Location labeling records –
################

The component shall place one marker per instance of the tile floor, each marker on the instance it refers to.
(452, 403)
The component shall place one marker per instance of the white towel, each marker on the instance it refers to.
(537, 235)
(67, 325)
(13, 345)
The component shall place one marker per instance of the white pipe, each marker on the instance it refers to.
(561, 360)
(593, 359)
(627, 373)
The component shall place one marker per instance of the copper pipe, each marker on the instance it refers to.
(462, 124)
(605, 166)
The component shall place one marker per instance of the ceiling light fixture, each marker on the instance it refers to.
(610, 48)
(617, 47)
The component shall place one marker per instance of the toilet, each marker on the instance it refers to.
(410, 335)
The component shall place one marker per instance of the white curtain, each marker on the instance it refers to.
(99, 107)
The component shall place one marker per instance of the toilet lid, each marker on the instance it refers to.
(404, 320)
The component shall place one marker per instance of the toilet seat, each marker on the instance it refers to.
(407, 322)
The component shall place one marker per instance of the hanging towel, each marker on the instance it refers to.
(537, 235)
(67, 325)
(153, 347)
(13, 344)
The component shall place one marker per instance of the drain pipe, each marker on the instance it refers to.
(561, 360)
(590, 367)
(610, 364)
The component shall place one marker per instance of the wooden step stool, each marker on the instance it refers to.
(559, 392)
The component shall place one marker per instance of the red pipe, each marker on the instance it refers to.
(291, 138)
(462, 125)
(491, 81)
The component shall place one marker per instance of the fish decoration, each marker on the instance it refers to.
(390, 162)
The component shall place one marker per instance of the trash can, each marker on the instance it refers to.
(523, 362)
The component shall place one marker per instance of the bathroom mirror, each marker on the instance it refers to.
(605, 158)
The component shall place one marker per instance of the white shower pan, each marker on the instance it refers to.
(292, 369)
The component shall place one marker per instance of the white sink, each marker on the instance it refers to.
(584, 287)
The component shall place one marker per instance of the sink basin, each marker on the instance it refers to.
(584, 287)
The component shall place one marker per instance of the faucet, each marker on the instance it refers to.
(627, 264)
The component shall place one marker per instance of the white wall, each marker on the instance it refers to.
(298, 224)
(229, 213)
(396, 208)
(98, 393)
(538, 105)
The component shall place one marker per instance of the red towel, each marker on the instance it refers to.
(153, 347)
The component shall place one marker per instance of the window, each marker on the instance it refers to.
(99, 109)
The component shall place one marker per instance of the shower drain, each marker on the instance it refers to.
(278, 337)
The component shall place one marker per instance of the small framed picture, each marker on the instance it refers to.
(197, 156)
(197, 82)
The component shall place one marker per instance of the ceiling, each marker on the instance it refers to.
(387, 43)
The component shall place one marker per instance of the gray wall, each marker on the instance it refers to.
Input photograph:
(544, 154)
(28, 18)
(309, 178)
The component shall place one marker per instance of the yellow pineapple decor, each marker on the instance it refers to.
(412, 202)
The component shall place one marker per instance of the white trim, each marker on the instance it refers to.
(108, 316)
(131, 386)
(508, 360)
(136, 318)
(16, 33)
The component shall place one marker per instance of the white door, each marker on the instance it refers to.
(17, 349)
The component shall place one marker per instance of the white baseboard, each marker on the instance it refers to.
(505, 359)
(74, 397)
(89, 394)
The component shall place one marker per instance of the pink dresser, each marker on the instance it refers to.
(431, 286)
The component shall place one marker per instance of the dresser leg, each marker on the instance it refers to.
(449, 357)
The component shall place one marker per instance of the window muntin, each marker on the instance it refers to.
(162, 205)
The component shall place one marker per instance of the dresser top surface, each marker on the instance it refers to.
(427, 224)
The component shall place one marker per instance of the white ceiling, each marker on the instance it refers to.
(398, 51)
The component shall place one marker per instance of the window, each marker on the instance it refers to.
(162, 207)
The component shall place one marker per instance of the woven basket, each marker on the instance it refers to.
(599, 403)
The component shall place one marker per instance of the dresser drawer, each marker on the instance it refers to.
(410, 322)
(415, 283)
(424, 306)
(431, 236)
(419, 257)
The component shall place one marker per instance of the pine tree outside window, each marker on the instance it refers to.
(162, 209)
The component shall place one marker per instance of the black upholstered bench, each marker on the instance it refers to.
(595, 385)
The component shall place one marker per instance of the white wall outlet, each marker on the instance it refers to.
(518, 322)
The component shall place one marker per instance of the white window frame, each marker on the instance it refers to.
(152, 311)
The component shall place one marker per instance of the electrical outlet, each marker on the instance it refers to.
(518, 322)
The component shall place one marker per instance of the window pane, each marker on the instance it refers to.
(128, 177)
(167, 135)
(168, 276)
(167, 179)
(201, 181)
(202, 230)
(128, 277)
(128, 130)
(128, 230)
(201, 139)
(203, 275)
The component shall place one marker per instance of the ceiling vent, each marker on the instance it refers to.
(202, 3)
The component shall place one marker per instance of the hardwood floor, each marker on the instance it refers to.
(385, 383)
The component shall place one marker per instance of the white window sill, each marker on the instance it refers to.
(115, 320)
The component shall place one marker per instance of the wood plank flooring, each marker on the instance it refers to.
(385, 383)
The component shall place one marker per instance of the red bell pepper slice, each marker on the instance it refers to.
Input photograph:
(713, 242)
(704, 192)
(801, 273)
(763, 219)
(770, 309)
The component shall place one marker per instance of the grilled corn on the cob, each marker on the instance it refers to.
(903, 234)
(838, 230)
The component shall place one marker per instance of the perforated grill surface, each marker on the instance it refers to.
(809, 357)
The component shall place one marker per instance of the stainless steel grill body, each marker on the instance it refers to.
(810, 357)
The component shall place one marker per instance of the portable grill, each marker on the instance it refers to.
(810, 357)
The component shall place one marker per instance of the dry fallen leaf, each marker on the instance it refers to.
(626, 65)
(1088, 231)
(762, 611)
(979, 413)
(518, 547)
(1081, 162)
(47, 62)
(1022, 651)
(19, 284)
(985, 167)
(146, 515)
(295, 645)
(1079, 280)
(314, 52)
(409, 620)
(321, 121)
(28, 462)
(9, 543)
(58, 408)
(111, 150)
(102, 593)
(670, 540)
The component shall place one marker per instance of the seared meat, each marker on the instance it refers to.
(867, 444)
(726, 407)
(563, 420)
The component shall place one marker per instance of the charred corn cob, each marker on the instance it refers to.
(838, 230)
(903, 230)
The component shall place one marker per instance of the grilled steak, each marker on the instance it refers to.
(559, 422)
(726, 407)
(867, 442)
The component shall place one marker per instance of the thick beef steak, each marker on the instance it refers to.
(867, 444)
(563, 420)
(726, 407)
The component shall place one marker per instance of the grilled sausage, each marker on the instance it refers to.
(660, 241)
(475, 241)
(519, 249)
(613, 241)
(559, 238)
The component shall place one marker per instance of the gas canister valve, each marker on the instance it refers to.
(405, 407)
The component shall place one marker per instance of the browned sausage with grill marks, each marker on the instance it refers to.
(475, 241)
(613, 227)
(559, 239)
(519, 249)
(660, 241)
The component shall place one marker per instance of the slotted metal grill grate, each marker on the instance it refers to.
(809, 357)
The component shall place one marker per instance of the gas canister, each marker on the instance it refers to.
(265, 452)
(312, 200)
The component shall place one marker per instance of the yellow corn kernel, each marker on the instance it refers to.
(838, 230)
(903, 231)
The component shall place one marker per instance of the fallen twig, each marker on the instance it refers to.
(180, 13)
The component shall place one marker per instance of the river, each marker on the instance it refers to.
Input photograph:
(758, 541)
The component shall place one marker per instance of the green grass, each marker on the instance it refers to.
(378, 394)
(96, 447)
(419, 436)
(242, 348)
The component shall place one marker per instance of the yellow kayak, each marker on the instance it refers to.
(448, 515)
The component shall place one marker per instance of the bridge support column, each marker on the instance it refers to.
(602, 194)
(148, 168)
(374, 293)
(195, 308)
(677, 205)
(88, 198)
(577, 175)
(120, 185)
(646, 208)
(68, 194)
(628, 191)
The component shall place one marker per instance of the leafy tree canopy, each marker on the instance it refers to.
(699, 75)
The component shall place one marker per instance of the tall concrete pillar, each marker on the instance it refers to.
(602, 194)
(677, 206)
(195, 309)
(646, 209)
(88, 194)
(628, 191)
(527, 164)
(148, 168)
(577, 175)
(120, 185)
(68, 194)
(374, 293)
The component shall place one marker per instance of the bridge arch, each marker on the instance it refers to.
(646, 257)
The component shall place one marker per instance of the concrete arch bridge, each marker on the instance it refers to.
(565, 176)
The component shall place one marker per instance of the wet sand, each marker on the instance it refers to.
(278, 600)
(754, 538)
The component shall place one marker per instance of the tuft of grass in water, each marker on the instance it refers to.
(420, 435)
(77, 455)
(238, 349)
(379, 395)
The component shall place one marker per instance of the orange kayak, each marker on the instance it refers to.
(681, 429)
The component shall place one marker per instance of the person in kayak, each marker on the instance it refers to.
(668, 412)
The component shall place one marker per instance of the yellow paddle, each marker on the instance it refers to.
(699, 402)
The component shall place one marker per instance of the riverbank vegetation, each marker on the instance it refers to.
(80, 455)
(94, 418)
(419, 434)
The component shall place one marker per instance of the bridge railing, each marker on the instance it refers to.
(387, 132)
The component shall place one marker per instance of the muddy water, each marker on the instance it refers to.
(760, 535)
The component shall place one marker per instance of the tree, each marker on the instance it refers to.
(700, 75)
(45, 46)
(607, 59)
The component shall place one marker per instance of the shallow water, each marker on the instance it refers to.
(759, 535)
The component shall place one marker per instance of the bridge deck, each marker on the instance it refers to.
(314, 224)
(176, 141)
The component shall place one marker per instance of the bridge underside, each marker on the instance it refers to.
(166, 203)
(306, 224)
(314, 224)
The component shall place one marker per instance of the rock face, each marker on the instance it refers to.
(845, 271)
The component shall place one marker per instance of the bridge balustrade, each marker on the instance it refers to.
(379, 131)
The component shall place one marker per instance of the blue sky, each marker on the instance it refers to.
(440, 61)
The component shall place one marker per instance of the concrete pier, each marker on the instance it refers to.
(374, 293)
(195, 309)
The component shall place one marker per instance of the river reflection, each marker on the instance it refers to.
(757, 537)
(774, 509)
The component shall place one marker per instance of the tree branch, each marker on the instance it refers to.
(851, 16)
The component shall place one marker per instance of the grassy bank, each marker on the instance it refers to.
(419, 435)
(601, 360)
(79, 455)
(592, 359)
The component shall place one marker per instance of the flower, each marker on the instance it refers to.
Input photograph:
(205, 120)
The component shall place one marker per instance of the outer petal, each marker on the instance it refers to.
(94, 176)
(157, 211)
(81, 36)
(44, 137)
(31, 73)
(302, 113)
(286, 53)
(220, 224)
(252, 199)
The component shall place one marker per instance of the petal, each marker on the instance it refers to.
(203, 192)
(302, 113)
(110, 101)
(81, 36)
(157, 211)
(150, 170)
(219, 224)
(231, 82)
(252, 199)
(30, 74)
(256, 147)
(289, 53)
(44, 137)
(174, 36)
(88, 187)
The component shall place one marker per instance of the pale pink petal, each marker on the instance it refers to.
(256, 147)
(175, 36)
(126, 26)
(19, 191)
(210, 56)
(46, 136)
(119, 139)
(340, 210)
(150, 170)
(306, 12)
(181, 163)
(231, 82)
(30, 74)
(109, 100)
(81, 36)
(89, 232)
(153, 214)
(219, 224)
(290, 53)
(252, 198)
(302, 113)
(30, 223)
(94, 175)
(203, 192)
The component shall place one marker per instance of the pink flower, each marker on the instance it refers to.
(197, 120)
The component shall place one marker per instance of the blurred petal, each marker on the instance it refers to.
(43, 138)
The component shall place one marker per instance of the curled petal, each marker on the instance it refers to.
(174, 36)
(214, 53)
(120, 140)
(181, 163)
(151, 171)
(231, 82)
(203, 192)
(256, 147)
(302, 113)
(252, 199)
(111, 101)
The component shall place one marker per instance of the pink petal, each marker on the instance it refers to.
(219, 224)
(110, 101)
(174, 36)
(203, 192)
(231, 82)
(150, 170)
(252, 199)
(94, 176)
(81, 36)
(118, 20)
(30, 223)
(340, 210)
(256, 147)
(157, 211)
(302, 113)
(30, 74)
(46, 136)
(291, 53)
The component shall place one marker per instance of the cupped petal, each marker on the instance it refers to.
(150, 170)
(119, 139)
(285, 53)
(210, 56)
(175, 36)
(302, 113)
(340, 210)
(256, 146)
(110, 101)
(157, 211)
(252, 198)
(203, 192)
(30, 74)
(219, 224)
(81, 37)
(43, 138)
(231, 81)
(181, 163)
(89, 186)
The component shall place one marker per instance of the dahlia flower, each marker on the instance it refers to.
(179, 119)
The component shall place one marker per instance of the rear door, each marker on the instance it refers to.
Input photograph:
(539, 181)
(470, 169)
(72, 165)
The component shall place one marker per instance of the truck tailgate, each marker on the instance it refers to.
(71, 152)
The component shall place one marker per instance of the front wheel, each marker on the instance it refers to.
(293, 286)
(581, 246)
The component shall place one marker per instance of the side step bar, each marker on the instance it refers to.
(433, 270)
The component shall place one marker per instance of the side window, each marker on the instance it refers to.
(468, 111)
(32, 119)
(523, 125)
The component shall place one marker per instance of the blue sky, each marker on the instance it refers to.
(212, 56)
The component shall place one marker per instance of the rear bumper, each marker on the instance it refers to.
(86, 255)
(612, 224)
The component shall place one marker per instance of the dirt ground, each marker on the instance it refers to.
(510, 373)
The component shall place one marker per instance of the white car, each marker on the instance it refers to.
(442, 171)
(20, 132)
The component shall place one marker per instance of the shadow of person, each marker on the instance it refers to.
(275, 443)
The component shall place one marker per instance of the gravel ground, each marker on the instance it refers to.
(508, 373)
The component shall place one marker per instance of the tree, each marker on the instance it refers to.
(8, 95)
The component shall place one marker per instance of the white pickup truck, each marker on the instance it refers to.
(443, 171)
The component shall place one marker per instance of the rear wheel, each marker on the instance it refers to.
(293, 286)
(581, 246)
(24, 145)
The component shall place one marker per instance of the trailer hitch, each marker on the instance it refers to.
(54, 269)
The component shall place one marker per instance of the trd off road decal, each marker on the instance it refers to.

################

What to work on –
Only the lines from the one holding "the white pickup" through the end of the listing should be given again, exactly and with both ends included.

Correct output –
The component shall place one marker per instance of the white pickup truck, each marker on the instance it refers to.
(443, 171)
The component shall place one marker per instance of the rear wheel, each marker on the instance it refers to.
(293, 286)
(581, 246)
(24, 145)
The component shall place one marker per instance of the trailer hitch, each marker on the instance it refers to.
(54, 269)
The component shall place one marker per instance of the trd off road decal, each marker on the instance it refers to.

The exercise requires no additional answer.